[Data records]
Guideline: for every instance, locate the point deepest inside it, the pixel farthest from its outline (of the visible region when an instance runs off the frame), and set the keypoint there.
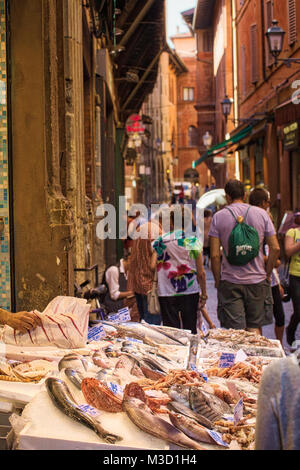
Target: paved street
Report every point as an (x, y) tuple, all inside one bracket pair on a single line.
[(268, 331)]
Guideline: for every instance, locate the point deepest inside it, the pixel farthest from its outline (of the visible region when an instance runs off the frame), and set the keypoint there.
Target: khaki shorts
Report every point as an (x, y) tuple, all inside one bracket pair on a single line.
[(243, 306)]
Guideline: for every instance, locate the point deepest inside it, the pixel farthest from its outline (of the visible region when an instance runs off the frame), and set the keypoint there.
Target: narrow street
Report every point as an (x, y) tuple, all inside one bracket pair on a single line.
[(137, 138), (268, 331)]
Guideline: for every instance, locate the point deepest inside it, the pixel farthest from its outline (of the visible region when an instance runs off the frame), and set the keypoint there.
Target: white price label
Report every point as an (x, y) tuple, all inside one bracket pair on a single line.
[(238, 411), (96, 333), (89, 410), (241, 356), (217, 438)]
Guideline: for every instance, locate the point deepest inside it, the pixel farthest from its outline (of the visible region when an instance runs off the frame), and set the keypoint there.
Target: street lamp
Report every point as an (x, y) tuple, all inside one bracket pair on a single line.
[(275, 36), (207, 139), (226, 107)]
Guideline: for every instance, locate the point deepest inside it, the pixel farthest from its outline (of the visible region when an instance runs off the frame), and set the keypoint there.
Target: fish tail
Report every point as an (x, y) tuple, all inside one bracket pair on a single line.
[(105, 435)]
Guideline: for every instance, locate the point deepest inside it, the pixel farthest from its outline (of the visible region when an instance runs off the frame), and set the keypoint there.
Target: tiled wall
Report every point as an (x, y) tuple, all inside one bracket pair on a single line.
[(4, 193)]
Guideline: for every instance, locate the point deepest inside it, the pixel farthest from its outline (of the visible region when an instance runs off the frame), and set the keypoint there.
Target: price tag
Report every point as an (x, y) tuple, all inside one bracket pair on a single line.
[(204, 329), (133, 340), (238, 411), (89, 410), (123, 315), (226, 360), (217, 438), (115, 388), (194, 368), (240, 356), (96, 333)]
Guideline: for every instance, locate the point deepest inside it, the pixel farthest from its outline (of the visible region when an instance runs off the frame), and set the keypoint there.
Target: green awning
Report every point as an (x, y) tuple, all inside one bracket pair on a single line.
[(216, 149)]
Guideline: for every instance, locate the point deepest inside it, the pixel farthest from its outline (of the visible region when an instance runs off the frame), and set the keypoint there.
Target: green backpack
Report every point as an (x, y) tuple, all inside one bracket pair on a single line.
[(243, 243)]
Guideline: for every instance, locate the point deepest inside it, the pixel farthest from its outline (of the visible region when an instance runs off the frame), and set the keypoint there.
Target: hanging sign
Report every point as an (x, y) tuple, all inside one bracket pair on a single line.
[(291, 136), (134, 125)]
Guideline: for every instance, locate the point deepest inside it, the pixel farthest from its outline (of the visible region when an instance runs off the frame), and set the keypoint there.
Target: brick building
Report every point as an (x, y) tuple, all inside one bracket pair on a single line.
[(211, 26), (265, 89)]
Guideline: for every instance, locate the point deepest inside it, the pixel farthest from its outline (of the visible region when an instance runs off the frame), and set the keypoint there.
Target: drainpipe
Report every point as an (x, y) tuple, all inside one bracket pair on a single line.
[(263, 45), (235, 79)]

**YOUR INSTRUCTIONS:** Reproduce every line from the start of the items down to the line containing "[(243, 306)]", adding -111 to each point coordinate in the answers. Leave the pictures out.

**EXERCISE OUTPUT:**
Guideline: for every instance, locate the point deepest inside it, the pixel farthest from its outline (of the visible region when an instance runs off the frame), and set the keypoint there.
Target: paved street
Report every point as an (x, y) tuple, all inside one bracket pair on a single line.
[(157, 220)]
Guideline: for every instance, locate the point deepest inside it, the pixel farthest from its outline (of the visible region when an instance runs off the frame), and set the keypoint there.
Target: khaki shorts
Report every point as an (x, y) tuple, all inside one bracket pair on a single line.
[(132, 195)]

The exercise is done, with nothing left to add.